• Required work
In the provided text on discrimination, why must one understand the types of discrimination? Explain in one to three sentences.

• Provided text

Understanding discrimination, its meaning, and how it works is an advantage, but more is required for one to acquire the ability to fully grasp a concept and further relate. In this instance we understand discrimination, however, we have yet to relate to it or grasp its examples in real-time. What does the act of discrimination entail?   Well to answer that question one must understand the types of discrimination. There are four major types of discrimination:  direct discrimination, indirect discrimination, harassment, and victimization. Direct discrimination is when one is clearly treated differently in which causes you a disadvantage. Indirect discrimination is when an individual is treated the same as everyone else and it put them at a disadvantage. Harassment is considered unwanted conduct, related to the relevant protected characteristics or be of a sexual nature. The unwanted conduct can be written, verbal or physical and is based upon the victim’s (reasonable) perception of the conduct rather than how the harasser intends it. Victimization occurs when one is treated differently because they’ve made an allegation of discrimination, supported or given evidence in a case of discrimination, or raised a complaint concerning equality. Knowing discriminative actions is important for identification, prevention, and response.

• Listed records
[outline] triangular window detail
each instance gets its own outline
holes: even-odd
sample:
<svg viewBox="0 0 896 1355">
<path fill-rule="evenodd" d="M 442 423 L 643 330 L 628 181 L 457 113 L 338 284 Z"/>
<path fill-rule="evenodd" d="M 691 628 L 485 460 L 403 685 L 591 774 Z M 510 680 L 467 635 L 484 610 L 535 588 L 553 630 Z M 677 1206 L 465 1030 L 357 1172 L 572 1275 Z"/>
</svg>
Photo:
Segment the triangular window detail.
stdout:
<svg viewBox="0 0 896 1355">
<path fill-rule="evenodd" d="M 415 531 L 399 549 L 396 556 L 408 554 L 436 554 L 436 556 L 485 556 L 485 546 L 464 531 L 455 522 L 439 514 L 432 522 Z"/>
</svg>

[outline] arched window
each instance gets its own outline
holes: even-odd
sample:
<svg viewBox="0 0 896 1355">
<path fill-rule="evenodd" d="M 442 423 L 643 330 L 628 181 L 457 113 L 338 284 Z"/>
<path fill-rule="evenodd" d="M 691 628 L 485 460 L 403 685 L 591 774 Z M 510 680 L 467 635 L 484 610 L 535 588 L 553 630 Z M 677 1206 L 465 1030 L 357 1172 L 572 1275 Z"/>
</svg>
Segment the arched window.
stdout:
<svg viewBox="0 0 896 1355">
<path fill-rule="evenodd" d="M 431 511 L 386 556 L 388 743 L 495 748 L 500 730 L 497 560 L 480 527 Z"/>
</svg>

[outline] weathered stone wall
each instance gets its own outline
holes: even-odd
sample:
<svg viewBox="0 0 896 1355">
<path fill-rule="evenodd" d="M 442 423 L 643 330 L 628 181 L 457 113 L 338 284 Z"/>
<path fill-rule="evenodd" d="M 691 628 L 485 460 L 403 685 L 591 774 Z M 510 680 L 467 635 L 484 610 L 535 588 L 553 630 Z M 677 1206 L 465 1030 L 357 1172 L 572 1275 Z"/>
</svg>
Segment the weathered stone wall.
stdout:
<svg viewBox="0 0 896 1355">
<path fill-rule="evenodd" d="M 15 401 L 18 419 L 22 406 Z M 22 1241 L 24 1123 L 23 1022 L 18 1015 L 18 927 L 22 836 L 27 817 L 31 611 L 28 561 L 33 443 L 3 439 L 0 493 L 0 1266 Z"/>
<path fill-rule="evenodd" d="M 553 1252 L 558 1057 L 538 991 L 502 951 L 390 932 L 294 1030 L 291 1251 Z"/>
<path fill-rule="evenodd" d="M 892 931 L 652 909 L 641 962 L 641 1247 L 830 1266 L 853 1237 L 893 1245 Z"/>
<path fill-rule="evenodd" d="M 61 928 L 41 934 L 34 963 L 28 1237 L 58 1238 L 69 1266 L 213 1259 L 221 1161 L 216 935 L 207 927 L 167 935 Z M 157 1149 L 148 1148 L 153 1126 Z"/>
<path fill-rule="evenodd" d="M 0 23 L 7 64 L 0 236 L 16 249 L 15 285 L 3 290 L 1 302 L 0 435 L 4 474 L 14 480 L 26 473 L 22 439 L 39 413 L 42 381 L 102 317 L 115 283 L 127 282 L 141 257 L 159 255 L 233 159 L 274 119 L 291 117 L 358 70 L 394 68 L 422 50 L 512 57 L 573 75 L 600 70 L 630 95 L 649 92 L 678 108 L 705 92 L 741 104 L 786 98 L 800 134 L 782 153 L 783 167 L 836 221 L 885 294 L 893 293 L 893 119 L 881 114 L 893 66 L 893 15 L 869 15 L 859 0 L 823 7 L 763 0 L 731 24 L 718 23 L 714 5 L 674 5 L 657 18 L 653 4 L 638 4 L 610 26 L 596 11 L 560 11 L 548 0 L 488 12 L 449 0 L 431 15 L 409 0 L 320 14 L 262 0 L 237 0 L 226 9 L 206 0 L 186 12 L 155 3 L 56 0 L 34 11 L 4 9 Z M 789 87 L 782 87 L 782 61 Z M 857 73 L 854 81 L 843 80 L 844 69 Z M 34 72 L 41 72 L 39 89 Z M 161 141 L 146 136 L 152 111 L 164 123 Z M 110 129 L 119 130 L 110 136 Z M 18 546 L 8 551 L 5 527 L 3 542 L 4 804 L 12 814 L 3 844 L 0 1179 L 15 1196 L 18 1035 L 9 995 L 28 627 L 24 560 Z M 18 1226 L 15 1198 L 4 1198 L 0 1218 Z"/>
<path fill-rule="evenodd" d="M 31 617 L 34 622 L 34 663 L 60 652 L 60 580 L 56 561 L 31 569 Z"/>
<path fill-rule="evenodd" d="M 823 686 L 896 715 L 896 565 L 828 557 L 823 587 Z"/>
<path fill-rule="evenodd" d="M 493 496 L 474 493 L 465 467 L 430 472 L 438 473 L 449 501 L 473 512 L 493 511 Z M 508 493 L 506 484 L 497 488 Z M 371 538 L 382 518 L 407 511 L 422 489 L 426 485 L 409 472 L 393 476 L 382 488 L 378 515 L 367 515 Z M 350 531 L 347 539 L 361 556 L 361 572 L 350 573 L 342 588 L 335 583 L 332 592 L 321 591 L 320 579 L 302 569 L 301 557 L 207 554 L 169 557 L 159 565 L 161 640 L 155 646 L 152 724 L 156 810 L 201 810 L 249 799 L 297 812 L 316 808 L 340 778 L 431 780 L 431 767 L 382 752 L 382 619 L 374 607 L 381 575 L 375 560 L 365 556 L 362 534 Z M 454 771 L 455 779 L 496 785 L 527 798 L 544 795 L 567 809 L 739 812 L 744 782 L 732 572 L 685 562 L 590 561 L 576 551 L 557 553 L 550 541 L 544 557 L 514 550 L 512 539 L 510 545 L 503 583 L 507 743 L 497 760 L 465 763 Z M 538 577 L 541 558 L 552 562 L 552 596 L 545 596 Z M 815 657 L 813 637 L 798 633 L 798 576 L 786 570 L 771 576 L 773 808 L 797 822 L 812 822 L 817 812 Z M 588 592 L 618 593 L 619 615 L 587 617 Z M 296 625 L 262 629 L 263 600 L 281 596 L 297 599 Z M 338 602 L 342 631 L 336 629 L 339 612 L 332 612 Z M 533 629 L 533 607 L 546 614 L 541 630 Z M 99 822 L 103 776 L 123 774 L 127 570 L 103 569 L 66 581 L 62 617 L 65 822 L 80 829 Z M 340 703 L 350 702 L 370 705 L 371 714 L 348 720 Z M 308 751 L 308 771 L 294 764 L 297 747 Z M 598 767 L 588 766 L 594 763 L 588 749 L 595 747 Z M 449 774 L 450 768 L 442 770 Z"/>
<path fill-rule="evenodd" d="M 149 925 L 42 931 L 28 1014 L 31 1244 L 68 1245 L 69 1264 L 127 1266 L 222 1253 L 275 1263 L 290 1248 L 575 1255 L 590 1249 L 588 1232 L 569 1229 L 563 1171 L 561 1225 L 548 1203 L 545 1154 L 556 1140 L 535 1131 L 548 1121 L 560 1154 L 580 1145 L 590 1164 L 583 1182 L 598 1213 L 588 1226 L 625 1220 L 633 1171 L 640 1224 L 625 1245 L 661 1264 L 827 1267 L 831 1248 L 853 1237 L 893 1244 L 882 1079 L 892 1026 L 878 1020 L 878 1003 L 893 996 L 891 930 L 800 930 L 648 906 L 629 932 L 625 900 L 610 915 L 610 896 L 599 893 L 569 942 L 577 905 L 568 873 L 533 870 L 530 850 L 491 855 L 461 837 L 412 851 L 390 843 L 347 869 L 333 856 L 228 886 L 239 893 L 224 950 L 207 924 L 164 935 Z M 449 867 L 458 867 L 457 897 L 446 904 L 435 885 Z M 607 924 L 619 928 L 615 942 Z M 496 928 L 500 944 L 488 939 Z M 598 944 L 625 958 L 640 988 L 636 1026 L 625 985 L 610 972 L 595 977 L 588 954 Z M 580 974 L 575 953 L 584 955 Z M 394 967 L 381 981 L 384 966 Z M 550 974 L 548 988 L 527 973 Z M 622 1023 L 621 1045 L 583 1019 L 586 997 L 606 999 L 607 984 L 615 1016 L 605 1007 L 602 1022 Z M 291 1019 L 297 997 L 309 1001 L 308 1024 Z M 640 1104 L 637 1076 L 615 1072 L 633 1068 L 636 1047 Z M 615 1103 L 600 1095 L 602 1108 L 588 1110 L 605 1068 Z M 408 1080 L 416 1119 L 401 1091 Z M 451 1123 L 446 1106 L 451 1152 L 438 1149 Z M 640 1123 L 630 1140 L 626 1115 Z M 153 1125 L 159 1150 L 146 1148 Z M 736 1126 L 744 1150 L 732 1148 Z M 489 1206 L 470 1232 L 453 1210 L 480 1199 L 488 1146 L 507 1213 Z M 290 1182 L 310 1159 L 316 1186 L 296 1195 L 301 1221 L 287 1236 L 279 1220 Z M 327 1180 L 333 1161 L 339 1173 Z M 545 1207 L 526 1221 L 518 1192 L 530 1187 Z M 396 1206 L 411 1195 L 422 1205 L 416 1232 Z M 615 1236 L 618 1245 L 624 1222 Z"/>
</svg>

• Solution for this exercise
One must understand the types of discrimination to answer what the act of discrimination entails. The text names four major types: direct discrimination, indirect discrimination, harassment, and victimization.